▶ **WORK TO DO**
Select every line in the items that contains the word "background" and copy those lines out.

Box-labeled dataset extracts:
____
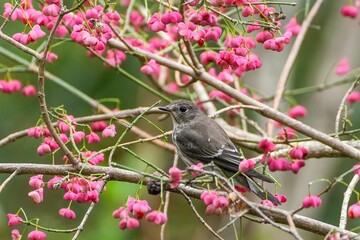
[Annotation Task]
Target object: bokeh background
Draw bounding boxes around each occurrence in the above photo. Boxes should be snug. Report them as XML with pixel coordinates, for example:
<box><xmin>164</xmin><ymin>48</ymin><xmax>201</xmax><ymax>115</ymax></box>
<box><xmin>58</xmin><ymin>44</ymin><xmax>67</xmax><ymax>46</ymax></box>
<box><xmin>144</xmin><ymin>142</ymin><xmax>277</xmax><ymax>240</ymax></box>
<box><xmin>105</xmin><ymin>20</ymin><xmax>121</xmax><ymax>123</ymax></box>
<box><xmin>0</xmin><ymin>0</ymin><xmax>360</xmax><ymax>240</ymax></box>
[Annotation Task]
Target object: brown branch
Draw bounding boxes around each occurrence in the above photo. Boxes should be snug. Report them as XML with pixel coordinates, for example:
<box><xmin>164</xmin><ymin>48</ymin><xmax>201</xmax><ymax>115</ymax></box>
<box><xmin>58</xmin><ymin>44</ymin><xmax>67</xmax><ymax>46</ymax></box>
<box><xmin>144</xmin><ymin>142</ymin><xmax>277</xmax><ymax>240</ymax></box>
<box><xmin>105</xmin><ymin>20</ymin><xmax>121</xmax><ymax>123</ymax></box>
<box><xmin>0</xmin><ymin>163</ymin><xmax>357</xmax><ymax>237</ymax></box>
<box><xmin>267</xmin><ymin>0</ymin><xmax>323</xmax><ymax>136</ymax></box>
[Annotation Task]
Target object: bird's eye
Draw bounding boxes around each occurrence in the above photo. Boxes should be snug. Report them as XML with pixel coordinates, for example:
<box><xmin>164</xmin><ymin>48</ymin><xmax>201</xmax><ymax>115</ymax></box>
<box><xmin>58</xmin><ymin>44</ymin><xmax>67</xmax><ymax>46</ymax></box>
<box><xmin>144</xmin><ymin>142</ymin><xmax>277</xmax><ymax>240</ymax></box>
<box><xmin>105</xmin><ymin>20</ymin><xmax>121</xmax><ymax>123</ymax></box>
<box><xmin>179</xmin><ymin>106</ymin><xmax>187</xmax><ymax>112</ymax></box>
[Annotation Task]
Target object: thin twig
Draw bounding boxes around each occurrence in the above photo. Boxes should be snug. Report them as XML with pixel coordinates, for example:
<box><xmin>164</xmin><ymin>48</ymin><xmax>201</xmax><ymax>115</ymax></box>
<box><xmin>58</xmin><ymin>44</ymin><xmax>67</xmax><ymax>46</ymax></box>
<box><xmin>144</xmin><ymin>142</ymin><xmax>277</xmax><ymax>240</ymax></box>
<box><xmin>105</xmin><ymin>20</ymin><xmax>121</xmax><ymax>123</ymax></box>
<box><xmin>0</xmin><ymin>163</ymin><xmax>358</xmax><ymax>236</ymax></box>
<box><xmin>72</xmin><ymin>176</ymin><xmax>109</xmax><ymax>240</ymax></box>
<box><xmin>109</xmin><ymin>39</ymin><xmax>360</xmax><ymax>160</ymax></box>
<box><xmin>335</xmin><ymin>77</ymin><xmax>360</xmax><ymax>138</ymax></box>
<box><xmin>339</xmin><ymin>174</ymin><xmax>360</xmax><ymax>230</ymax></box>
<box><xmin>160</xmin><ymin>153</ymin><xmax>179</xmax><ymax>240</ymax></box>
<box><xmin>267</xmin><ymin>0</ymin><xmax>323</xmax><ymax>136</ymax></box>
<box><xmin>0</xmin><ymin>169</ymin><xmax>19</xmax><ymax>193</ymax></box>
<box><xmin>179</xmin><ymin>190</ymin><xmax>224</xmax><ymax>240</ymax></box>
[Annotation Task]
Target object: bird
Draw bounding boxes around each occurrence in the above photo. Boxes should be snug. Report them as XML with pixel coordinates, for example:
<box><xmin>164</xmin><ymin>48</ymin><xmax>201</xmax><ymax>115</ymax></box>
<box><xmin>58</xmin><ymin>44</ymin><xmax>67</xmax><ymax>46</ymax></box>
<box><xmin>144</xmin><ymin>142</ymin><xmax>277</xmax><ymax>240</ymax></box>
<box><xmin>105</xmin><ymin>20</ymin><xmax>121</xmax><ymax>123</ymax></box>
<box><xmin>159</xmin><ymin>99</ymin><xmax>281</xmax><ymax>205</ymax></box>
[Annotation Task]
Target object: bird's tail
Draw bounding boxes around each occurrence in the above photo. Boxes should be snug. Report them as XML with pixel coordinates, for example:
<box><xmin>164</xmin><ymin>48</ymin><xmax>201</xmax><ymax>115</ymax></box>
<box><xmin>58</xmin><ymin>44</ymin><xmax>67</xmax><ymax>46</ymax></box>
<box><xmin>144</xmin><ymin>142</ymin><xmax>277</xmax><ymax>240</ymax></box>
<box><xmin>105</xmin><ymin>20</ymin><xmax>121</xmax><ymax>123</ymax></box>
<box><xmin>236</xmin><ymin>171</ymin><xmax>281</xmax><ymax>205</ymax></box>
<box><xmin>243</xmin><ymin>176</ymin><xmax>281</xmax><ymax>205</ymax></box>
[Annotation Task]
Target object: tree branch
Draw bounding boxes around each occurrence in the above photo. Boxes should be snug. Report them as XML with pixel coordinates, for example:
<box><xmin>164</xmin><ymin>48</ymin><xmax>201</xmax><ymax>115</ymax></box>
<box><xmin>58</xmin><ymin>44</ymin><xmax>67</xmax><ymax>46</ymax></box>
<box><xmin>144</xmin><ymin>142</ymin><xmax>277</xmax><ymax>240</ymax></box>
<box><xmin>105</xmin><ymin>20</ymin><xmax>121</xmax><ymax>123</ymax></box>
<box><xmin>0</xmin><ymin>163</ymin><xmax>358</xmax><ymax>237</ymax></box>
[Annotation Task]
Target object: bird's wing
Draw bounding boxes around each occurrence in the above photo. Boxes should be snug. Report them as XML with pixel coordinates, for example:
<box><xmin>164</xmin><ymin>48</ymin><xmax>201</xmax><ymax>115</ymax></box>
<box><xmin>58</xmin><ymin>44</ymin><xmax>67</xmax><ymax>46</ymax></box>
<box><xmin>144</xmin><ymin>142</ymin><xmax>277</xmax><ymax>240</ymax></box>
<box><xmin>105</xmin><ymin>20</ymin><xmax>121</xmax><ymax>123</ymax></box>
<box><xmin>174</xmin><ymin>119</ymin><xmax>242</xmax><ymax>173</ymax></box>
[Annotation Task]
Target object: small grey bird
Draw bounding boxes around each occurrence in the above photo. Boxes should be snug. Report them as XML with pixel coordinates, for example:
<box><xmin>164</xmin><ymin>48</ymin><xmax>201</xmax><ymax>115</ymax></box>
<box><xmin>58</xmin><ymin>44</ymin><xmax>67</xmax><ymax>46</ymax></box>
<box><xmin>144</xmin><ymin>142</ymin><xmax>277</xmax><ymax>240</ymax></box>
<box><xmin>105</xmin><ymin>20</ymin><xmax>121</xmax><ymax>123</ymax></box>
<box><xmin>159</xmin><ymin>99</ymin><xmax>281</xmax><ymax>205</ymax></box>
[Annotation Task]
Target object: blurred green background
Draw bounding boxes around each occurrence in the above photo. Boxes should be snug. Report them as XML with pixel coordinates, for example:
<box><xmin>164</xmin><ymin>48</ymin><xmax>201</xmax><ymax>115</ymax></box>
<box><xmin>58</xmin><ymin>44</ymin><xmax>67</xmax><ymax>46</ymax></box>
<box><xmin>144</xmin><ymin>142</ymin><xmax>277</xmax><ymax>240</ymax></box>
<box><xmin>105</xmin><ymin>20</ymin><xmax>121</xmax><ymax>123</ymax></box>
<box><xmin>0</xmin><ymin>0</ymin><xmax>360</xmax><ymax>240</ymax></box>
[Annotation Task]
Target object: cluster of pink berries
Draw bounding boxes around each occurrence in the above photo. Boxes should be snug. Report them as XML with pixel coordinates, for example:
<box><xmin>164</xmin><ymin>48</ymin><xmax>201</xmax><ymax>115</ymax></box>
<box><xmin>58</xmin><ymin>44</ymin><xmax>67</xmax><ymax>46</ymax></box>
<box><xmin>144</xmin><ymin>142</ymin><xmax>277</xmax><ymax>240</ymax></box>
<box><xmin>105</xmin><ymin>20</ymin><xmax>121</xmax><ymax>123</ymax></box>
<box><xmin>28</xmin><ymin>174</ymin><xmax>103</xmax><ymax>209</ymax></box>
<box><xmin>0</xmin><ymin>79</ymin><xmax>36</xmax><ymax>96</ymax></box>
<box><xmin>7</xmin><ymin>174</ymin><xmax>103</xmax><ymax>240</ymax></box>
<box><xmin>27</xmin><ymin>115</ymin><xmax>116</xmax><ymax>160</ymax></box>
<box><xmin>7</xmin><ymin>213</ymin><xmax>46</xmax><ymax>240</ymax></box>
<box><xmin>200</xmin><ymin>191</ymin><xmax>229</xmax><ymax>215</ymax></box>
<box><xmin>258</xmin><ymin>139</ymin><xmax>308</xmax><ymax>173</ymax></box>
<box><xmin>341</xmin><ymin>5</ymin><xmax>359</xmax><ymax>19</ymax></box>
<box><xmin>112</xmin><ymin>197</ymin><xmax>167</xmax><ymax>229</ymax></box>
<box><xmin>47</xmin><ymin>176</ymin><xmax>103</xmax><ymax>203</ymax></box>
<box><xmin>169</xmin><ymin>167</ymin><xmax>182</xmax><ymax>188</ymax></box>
____
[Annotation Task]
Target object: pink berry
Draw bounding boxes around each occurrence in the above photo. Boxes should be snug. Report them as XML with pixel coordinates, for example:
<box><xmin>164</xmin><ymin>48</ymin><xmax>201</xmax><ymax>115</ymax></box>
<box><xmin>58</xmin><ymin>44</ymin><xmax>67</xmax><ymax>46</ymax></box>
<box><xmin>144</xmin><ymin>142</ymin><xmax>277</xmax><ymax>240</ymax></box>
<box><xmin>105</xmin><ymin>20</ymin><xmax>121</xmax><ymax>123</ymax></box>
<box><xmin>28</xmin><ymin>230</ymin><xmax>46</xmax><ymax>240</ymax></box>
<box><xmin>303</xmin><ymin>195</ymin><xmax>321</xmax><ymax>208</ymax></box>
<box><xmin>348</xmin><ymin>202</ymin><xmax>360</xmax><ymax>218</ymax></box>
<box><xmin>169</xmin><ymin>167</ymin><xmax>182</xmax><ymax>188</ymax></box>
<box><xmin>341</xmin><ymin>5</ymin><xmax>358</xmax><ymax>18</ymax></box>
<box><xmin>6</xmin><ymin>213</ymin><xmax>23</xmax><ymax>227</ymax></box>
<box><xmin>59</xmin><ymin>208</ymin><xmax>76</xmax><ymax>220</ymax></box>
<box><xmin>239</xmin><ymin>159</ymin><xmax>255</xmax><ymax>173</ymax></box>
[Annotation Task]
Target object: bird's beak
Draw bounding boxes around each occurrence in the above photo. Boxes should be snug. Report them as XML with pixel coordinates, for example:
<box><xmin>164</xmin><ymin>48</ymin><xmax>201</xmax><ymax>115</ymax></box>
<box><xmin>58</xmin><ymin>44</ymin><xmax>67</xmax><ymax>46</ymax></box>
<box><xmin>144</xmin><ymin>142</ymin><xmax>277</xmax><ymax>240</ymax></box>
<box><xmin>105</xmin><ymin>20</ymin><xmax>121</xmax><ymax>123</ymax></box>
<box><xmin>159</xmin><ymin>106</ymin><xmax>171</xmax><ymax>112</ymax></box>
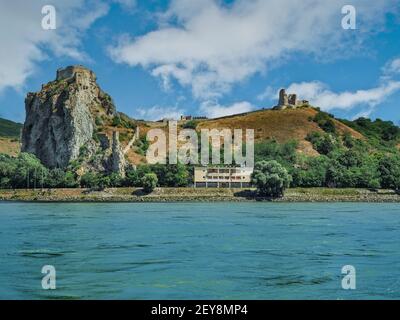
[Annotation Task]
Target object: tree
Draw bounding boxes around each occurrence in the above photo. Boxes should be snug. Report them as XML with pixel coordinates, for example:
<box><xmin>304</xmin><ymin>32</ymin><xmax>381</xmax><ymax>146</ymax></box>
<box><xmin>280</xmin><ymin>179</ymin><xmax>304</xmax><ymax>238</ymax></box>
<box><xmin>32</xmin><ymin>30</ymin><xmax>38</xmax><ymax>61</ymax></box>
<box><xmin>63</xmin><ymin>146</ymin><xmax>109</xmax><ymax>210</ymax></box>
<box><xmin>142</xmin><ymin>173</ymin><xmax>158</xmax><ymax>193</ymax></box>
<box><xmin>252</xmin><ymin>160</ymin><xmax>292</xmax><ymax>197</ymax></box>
____
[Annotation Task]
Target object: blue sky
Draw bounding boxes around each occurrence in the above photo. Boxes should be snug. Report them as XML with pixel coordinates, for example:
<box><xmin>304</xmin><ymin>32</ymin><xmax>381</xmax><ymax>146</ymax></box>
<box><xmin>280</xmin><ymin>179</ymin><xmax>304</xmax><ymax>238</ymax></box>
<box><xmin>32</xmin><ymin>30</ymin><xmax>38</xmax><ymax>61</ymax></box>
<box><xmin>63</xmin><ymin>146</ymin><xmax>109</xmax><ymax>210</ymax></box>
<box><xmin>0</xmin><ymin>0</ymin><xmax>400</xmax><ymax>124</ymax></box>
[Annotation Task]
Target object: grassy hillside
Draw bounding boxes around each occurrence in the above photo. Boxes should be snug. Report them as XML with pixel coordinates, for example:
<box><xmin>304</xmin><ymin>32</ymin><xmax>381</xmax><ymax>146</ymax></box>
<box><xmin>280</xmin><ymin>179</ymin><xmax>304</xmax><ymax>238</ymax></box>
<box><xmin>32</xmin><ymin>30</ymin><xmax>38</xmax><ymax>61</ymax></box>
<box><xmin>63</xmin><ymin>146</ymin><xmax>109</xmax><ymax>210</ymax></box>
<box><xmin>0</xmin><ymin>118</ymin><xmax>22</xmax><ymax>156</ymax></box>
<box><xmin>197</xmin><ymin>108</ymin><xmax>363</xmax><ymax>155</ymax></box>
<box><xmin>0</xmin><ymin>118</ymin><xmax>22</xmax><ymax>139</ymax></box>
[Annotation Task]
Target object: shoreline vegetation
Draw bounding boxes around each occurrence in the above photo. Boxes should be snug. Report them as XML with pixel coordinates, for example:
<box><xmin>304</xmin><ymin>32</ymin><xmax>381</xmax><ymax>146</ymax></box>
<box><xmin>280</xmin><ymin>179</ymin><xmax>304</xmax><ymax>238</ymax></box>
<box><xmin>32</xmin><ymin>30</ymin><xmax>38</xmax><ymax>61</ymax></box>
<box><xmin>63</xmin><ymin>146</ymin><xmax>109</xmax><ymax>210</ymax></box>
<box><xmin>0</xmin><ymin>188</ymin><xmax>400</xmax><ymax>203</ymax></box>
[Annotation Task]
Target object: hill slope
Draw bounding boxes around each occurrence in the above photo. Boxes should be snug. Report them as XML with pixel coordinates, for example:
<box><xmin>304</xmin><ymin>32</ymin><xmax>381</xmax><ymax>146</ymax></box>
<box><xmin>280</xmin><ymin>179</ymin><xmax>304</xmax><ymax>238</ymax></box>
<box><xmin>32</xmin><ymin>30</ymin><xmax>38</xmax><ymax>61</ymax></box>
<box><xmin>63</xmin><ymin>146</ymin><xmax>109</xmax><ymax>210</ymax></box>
____
▶ **ANSWER TO THE PROBLEM**
Target object: bokeh background
Target object: blurred green background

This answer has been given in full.